Barjac m’en Chante 2017 – B. comme Fontaine (© Claude Fèvre)
31 juillet 2017 – Festival Barjac m’en Chante 2017
B. comme Fontaine & Véronique Pestel en trio
Avec Hervé Suhubiette (chant), Lucas Lemauff (chant, piano), Eugénie Ursch (chant, violoncelle)
Véronique Pestel (piano, voix), Clément Wurm (violon), Clélia Bressat-Blum (piano, percussions, machines)
Cour du château – Barjac (Gard)
Il arrive qu’un spectacle, qu’un concert, voire deux nous transportent très au-delà du divertissement. Les concerts de ce soir sont de ceux-là. De ceux qui donnent un sens à la vie, à ses paradoxes. À son ombre, à sa lumière.
Les artistes sont nos miroirs et nos lanternes. Sans eux où irions-nous, misérables funambules sur le fil de nos existences ? « Fragiles et debout » chante une jeune Julie…
On le sait tous, l’homme est fou, écrit Claude Nougaro au bout de sa vie mouvementée, « une vie de vertes et de pas mûres »… Comment faire alors ? Comment poursuivre sa route, atteindre ce jardin « d’odeurs comme en avaient les fleurs /Que l’on avait cru disparues »… Comment gagner l’espérance pour demain ?
Aussi éloignés que peuvent paraître les univers de Brigitte Fontaine et de Véronique Pestel, ils affrontent pourtant ce même dilemme existentiel. D’ailleurs ce soir c’est avec Jacques Prévert, avec le poème enregistré par Hervé Suhubiette et Lucas Lemauff que tout commence.
Tentative de description d’un dîner de têtes à Paris-France. Extrait de ce cortège surréaliste, plus sûrement violent pamphlet… Ceux qui chantent en mesure /Ceux qui brossent à reluire /Ceux qui ont du ventre /Ceux qui baissent les yeux /Ceux qui savent découper le poulet /Ceux qui sont chauves à l’intérieur de la tête…
Ce n’est pas autre chose l’univers des chansons de Brigitte Fontaine que cette perception d’un monde fou, frappadingue, absurde, violent. Rien ne semble aller droit. Tout va de travers, les choses et les êtres. La nuit est une femme à barbe /Venue d’Ispahan ou de Tarbes… Nous sommes des nids de poussière /De lune et d’étoile polaire /Nous sommes les fils du Phénix /Égares dans la série X… C’est ce que le trio illustre avec un assemblage de musiques, de sons qui frappent, grincent, avec des voix en chœur ou carrément décalées, avec cette radio, vestige d’une époque révolue, d’où sort la voix de Brigitte Fontaine.
« Mon mari a été exécuté ce matin, j’ai pris ça très mal. Qu’est devenu mon sens de l’humour ? » Voilà c’est du Brigitte Fontaine. Monde à l’envers, rêve ou cauchemar ? Comme cette Lettre à monsieur le chef de gare de La Tour de Carol.

=== Votre objectif ===
Recopiez le passage de l'extrait choisi sur le festival Barjac m'en Chante, de "Il arrive qu’un" à "pour demain ?".

Entrées enregistrées:
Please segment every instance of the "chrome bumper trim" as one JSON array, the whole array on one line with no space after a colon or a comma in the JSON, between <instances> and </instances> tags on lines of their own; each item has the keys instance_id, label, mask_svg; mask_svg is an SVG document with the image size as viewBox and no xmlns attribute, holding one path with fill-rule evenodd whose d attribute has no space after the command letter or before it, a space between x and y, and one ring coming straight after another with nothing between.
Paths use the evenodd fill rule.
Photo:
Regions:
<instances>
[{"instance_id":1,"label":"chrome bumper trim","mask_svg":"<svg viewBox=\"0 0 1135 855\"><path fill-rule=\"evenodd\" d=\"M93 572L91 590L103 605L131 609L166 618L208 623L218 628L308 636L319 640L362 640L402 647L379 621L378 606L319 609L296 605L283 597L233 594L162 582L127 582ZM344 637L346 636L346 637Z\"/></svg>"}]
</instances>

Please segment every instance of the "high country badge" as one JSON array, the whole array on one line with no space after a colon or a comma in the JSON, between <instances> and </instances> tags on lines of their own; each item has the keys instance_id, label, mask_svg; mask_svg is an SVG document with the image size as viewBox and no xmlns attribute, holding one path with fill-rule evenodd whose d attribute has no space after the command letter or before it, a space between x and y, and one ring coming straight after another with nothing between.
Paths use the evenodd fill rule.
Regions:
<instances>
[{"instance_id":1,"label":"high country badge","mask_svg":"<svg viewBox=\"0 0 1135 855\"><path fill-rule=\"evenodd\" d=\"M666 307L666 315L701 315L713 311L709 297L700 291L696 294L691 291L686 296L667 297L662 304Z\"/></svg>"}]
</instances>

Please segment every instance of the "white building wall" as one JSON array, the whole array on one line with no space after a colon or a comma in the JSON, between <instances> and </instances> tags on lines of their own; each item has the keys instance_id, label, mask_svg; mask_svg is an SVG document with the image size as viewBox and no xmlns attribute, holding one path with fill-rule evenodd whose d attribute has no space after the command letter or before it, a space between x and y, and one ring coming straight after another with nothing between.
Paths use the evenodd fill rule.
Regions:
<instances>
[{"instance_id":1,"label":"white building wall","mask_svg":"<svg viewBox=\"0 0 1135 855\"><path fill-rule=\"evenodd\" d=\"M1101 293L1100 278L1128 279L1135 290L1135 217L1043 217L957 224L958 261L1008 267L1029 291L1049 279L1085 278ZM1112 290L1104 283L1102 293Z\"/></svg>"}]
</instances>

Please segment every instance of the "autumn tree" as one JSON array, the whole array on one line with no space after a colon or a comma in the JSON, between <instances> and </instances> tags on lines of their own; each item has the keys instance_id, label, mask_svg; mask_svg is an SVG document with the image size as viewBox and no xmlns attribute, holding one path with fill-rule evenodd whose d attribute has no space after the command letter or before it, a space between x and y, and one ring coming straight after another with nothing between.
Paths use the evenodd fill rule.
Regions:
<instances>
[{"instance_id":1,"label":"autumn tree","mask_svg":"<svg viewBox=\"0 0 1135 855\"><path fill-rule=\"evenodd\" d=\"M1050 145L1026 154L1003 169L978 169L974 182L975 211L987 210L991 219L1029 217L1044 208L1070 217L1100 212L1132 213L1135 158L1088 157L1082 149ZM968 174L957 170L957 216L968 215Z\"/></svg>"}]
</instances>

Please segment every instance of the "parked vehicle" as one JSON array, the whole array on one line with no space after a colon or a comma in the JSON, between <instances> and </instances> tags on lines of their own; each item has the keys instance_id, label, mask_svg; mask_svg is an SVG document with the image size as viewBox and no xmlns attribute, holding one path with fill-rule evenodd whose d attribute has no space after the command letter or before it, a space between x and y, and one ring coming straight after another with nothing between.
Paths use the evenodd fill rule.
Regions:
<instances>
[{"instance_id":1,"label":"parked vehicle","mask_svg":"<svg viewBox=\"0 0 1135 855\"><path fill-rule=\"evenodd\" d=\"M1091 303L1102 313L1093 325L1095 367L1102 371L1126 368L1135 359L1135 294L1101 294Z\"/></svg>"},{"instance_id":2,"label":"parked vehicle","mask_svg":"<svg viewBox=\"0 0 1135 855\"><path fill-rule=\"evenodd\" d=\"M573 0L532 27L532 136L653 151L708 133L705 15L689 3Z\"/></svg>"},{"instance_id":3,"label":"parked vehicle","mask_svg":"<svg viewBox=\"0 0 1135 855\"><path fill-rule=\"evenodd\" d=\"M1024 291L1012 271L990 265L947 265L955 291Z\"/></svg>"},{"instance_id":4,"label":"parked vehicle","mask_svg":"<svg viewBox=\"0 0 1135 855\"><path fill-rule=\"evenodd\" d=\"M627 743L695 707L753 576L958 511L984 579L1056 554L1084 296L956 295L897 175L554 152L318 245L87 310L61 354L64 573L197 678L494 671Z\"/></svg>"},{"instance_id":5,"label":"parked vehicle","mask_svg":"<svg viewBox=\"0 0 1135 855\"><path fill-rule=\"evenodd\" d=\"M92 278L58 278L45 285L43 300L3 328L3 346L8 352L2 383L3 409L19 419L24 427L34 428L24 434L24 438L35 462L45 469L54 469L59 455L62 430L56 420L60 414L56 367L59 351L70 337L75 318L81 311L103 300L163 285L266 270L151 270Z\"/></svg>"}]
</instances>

=== Résultat attendu ===
Il arrive qu’un spectacle, qu’un concert, voire deux nous transportent très au-delà du divertissement. Les concerts de ce soir sont de ceux-là. De ceux qui donnent un sens à la vie, à ses paradoxes. À son ombre, à sa lumière.
Les artistes sont nos miroirs et nos lanternes. Sans eux où irions-nous, misérables funambules sur le fil de nos existences ? « Fragiles et debout » chante une jeune Julie…
On le sait tous, l’homme est fou, écrit Claude Nougaro au bout de sa vie mouvementée, « une vie de vertes et de pas mûres »… Comment faire alors ? Comment poursuivre sa route, atteindre ce jardin « d’odeurs comme en avaient les fleurs /Que l’on avait cru disparues »… Comment gagner l’espérance pour demain ?